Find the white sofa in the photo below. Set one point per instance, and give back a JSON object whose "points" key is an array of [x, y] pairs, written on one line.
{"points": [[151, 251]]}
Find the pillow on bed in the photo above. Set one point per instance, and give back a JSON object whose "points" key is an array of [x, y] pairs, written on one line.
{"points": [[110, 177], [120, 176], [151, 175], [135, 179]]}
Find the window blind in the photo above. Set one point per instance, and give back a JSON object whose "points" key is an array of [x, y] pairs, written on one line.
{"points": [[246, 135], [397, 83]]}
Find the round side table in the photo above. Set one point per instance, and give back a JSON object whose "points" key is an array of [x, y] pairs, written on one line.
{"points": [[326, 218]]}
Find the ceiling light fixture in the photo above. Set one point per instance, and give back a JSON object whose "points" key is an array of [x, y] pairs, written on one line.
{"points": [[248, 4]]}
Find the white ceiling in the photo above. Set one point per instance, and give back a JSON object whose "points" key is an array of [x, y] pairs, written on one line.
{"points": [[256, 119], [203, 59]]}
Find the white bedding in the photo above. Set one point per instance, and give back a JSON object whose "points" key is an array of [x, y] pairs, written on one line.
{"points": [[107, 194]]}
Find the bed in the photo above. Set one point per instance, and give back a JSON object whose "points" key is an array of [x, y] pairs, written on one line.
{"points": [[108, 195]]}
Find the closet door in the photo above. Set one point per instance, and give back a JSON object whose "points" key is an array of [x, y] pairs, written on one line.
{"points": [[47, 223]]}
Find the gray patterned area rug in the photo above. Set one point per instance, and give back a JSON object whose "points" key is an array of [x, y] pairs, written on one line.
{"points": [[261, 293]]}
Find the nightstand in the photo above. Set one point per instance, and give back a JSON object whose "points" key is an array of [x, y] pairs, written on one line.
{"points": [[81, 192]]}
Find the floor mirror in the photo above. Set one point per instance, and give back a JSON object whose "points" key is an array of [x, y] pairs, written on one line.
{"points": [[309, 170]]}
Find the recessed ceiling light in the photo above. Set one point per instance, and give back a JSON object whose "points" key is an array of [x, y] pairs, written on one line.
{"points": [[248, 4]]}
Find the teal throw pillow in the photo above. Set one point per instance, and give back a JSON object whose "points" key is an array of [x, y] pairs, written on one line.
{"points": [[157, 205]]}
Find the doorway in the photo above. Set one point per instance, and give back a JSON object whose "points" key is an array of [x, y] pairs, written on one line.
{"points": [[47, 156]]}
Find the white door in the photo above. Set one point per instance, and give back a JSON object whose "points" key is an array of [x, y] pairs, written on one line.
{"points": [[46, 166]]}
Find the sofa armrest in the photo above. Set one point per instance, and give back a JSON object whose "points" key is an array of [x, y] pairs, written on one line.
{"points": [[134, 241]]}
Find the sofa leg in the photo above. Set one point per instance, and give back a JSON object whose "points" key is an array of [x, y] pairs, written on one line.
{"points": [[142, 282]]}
------------------------
*Assignment*: An exact copy of all the entries above is what is needed.

*Output below*:
Find the white sofa in the photo below. Set one point per instance, and give back a JSON object whose "points" key is an array of [x, y] pairs, written on one line.
{"points": [[151, 251]]}
Find the pillow on bed in the photo above. Set one point per instance, and give back a JSON object whose "points" key is an array of [x, y] pairs, written on one line.
{"points": [[110, 177], [120, 176], [151, 175], [135, 179]]}
Find the window blind in the photo above. Set one point per instance, and give back a JSON object whose "points" key is an array of [x, y] pairs, written on one line.
{"points": [[246, 135], [397, 83]]}
Find the round side table in the photo above. Set one point per instance, and give back a JSON object whose "points" key is an array of [x, y] pairs, written on one line.
{"points": [[326, 218]]}
Find the ceiling light fixture in the photo above. Set one point per instance, and give back a JSON object whose "points" key is an array of [x, y] pairs, written on one line.
{"points": [[248, 4]]}
Find the white ceiling in the photo above. Set one point per instance, and give back a JSON object whose "points" key is an array of [x, y] pairs, written on one line.
{"points": [[256, 119], [203, 59]]}
Find the white bedding in the photo above. Set one point per instance, and give back a JSON object whose "points" key is an array of [x, y] pairs, written on one line.
{"points": [[107, 194]]}
Find the bed in the photo above. Set one point per instance, and give back a JSON object whose "points" key is an array of [x, y] pairs, written on one line.
{"points": [[108, 195]]}
Find the closet door in the photo above. Set one point per instance, and give back a JSON object whose "points" key is an array of [x, y] pairs, written on one line.
{"points": [[47, 223]]}
Find the gray patterned area rug in the photo above. Set one point per instance, and give back a JSON object whose "points" key is an array of [x, y] pairs, written on one line.
{"points": [[261, 293]]}
Find the nightstand in the photo above. Set one point per instance, and give back a JSON object whose "points" key is an array of [x, y] pairs, written on one line.
{"points": [[81, 192]]}
Find the floor mirror in the photo above. Set one point per instance, and give back a JSON object whose "points" key is an array of [x, y] pairs, written on one line.
{"points": [[309, 170]]}
Find the recessed ceiling light in the photo above. Set one point per instance, and give back a JSON object whose "points" key is an array of [x, y] pairs, written on one line.
{"points": [[248, 4]]}
Find the teal throw pillow in the photo above. Set one point per instance, and give back a JSON object whose "points" key is an array of [x, y] pairs, written on one line.
{"points": [[157, 205]]}
Find the doorway in the photo above. Set one point per instance, and give back a JSON object whose "points" key is an array of [x, y] pairs, written on one line.
{"points": [[47, 156]]}
Find the white door in the photo above. Set one point per instance, and give back a JSON object whose "points" key is an array of [x, y] pairs, written on one line.
{"points": [[46, 166]]}
Find the sofa armrest in the photo above. Set one point per instance, and give back a JSON object whose "points" key is an array of [x, y] pairs, written on one line.
{"points": [[134, 241]]}
Find the sofa leg in the photo above. Set one point per instance, and give back a JSON object whose "points" key is an array of [x, y] pairs, written on one line.
{"points": [[142, 282]]}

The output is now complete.